- EXTRACTED INFORMATION:
* BEGIN *

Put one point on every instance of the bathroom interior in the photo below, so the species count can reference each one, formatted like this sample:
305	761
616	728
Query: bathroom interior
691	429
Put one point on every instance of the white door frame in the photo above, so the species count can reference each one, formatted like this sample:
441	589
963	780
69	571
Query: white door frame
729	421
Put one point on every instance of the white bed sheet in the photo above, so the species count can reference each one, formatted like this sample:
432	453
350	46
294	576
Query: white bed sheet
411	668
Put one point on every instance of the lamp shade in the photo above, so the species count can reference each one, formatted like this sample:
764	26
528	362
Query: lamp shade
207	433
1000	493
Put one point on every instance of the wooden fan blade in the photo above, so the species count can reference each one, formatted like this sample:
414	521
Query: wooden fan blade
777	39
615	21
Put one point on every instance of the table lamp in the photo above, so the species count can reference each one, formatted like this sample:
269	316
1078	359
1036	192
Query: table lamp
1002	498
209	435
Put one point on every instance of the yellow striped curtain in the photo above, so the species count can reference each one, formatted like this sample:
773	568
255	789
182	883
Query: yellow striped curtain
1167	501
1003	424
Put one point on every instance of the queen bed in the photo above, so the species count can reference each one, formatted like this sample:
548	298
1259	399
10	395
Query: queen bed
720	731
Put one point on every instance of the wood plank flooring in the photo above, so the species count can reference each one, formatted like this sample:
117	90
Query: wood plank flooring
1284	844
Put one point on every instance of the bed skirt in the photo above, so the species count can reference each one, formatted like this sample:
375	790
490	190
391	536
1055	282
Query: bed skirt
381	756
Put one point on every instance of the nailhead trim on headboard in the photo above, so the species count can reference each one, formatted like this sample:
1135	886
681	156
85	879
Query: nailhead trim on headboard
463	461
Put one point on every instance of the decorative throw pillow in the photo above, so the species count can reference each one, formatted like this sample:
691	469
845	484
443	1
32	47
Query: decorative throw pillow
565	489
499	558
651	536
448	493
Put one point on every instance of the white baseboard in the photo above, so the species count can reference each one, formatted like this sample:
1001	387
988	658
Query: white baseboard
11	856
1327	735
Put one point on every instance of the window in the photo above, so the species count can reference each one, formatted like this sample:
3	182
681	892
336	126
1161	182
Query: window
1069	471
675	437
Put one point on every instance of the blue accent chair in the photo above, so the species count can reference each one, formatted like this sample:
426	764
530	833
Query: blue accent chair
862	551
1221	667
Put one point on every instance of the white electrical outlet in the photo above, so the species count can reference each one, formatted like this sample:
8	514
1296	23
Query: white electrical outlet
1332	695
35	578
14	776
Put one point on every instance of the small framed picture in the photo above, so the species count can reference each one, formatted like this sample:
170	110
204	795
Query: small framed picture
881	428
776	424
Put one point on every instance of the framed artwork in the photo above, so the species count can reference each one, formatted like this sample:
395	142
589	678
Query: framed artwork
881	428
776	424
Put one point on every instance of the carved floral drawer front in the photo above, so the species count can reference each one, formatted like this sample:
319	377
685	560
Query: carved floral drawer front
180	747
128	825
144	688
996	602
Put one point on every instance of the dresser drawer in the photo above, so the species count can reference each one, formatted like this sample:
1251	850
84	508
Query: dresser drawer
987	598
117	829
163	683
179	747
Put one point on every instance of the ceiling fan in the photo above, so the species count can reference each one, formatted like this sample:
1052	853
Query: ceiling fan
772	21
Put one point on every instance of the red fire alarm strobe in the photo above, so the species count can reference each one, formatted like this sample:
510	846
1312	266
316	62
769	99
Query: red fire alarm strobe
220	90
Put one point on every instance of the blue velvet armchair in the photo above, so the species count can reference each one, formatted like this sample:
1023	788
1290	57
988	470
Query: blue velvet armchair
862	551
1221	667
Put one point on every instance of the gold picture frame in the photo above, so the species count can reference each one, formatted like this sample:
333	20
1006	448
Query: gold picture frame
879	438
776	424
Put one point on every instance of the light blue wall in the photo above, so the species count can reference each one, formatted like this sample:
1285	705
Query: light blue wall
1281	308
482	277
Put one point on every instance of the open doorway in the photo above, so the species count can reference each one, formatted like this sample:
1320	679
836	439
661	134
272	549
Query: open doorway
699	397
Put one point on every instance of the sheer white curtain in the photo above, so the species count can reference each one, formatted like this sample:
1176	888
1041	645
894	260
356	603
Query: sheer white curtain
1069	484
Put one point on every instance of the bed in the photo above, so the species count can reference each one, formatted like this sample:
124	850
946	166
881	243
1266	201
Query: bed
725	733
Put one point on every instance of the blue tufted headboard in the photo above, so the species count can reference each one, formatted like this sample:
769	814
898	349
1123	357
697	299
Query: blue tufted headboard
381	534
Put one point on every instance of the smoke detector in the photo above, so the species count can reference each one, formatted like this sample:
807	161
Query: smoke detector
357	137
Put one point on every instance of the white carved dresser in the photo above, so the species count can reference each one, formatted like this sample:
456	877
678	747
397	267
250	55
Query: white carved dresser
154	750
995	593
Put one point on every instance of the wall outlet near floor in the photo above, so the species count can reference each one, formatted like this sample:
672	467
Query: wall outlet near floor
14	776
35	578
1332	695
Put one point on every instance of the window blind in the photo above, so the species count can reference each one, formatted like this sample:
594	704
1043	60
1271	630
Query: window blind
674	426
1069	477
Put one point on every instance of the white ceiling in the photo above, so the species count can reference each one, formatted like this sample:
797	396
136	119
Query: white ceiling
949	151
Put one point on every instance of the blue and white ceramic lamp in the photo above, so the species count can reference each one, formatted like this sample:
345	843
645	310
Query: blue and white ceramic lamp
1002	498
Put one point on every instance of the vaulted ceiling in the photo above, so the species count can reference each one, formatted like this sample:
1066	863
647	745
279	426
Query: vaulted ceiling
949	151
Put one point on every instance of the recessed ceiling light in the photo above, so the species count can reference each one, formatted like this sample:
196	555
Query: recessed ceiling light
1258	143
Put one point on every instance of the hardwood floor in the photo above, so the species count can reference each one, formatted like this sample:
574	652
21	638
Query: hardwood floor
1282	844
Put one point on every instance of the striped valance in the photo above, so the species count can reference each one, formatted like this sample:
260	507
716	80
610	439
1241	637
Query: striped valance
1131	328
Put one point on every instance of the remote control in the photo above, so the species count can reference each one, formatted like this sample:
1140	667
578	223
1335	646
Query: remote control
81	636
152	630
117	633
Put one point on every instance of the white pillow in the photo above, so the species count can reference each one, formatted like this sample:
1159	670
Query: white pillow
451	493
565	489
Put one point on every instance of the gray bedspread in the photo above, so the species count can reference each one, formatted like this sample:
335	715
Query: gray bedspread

* END *

- STATED TASK: Repeat the material above exactly.

- RESPONSE TO THE TASK:
Put one point on every instance of the bathroom interior in the photo below, so the species count can reference each one, formatted like this sample:
305	761
616	728
Query: bathroom interior
691	429
Put one point on every instance of the white door frame in the photo above, so the species count can reference each one, formatted like this sample:
441	589
963	780
69	571
Query: white door frame
729	421
Put one point on every instance of the white bed sheet in the photo above, so the species count can reference each one, formatted like this sample:
432	453
350	46
294	576
Query: white bed sheet
411	668
Put one point on every instance of the lamp shade in the photo above, so the species count can reference each one, formatted like this sample:
764	26
528	362
Query: lamp shade
207	433
1000	493
Put one point on every instance of the wooden fan blade in the photo above, so the species count can reference each one, formatted like this sample:
414	521
Query: wooden fan blade
777	39
615	21
Put one point on every instance of the table lamp in the photo above, so the species count can reference each one, formatted like this sample:
269	316
1078	359
1036	192
Query: table lamp
1002	498
209	435
Put one point on every instance of the yellow striped curtain in the photo above, so the species count can reference each one, formatted like this sample:
773	568
255	789
182	883
Query: yellow striped curtain
1167	501
1003	424
Put one point on every instance of the queen bed in the photo above, so the species count can reference each one, formatted like this sample:
548	298
1259	399
10	395
Query: queen bed
720	731
Put one point on every instance of the wood plank flooring in the photo above, so the species count can reference each one, formatted like this sample:
117	90
Query: wood plank flooring
1284	844
Put one point on every instance of the bed skirt in the photo above, so the species count can reference each one, formatted like this sample:
375	790
490	190
391	536
1055	282
Query: bed skirt
381	756
Put one point on every instance of the nailhead trim on headboard in the photo above, so the species count can reference each one, formatted like this sample:
1135	886
681	156
85	879
Query: nailhead trim on headboard
463	461
Put one point on every instance of the decorative throw pillow in the photo above, so the species count can reference each one, formatted like this sample:
691	469
845	484
443	1
32	47
Query: decorative throw pillow
565	489
499	558
651	536
448	493
Put one point on every instance of the white baseboard in the photo above, so the species count can reference each one, formatted like this sample:
1001	387
988	658
Query: white baseboard
11	856
1327	735
Put one point on every instance of the window in the photo above, so the species count can reference each one, formatted like this sample:
3	182
681	892
336	126
1161	182
Query: window
1069	471
675	437
Put one point on every instance of the blue accent chair in the photo above, so the species count can reference each one, formatted like this sample:
426	764
530	833
Query: blue accent chair
862	551
1221	667
Put one point on every instance of the white electrical outlet in the photo above, so the species count can reference each one, formatted like this sample:
8	514
1296	23
Query: white electrical outlet
1332	695
35	578
14	776
Put one point on every instance of the small framed picture in the photo above, so the species count can reference each one, formatted like this sample:
170	110
204	795
Query: small framed picture
881	428
776	424
Put one point on every instance of the framed artwork in the photo above, so the species count can reference each one, formatted like this sample:
395	142
589	678
Query: framed artwork
881	428
776	424
Put one point on every instance of the carved floral drawer front in the photo above, so the species count can reference each one, formatted like this sample:
319	377
685	560
Query: carved floral drawer front
180	747
128	825
144	688
996	602
Put one point on every instance of the dresser drawer in the photo above, so the species count can reference each one, formatted like this sample:
1251	850
84	508
Query: dresser drawer
987	598
117	829
163	683
179	747
Put one point on every instance of the ceiling fan in the photo above, so the species count can reference each one, formatted like this sample:
1052	853
Query: ceiling fan
772	21
Put one point on every instance of the red fire alarm strobe in the photo above, so the species count can reference each one, formatted like this sample:
510	846
1312	266
316	62
769	99
Query: red fire alarm strobe
220	90
Put one point on every instance of the blue velvet armchair in the photo above, so the species count can reference each one, formatted like this sample:
1023	788
1290	57
988	470
Query: blue velvet armchair
862	551
1221	667
Put one point on every instance of the gold picture frame in the photo above, so the species count can reference each one, formatted like this sample:
333	20
1006	448
Query: gold picture frame
879	438
776	424
Put one point on every instance of the light blue wall in the photo above, so the species count can reference each one, formatted like this sample:
1285	705
Query: light blue wall
1281	308
482	277
Put one point on every instance of the open doorway in the photo above, so the species count can reference each one, formatted like this sample:
1320	679
836	439
661	134
272	549
Query: open doorway
699	397
Put one point on every instance of the sheer white curtain in the photo above, so the species count can reference each one, formatted like this sample:
1176	888
1041	645
894	260
356	603
Query: sheer white curtain
1069	484
Put one point on every instance of the bed in the photo above, so the species count can reference each one, formatted like this sample:
124	850
946	166
881	243
1266	201
Query: bed
725	733
Put one point on every instance of the blue tufted headboard in the photo above, so the species count can reference each one, formatted like this sample:
769	814
898	349
1123	357
697	299
Query: blue tufted headboard
381	534
Put one point on every instance of the smoke detector in the photo above, so the species count can reference each one, formatted like this sample:
807	161
Query: smoke detector
357	137
Put one point on every instance of the white carved dresser in the photo above, so the species count can reference each one, formatted like this sample:
456	877
678	747
397	267
250	55
Query: white carved dresser
154	750
995	593
Put one point on every instance of the wall outlet near floor in the photo above, so the species count can reference each one, formatted like this sample:
672	467
Query: wall outlet near floor
14	776
35	578
1332	695
Put one point on every instance of the window blind in the photo above, so the species count can reference each one, formatted like this sample:
594	704
1043	60
1271	630
Query: window blind
674	426
1069	477
Put one point on every instance of the white ceiling in the photo above, so the species count can reference each one, formatted like this sample:
797	396
136	119
Query: white ceiling
949	151
Put one point on every instance of the blue and white ceramic lamp in the photo above, so the species count can reference each one, formatted like this sample:
345	843
645	310
Query: blue and white ceramic lamp
1002	498
Put one point on every instance of the vaulted ceiling in the photo above, so the species count can reference each one, formatted like this sample:
1066	863
647	745
279	426
Query: vaulted ceiling
949	151
Put one point on every instance of the recessed ceiling light in the photo above, so the species count can reference each one, formatted like this sample:
196	555
Query: recessed ceiling light
1258	143
Put one point on every instance of the hardwood floor in the photo above, so the species count can reference each one, formatted like this sample:
574	652
21	638
Query: hardwood floor
1282	844
Put one point on every instance of the striped valance in the photo above, so the species count can reference each one, formatted like this sample:
260	507
716	80
610	439
1241	637
Query: striped valance
1131	328
Put one point on every instance of the remote control in the photo above, so the species count can reference each one, formatted like this sample:
1140	667
578	223
1335	646
Query: remote control
81	636
152	630
117	633
Put one point on every instance of the white pillow in the photo above, so the species count can reference each one, formatted like this sample:
1159	670
Query: white pillow
451	493
565	489
Put one point on every instance of the gray bedspread in the photo above, so the species count can reference each one, formatted like this sample:
335	715
Query: gray bedspread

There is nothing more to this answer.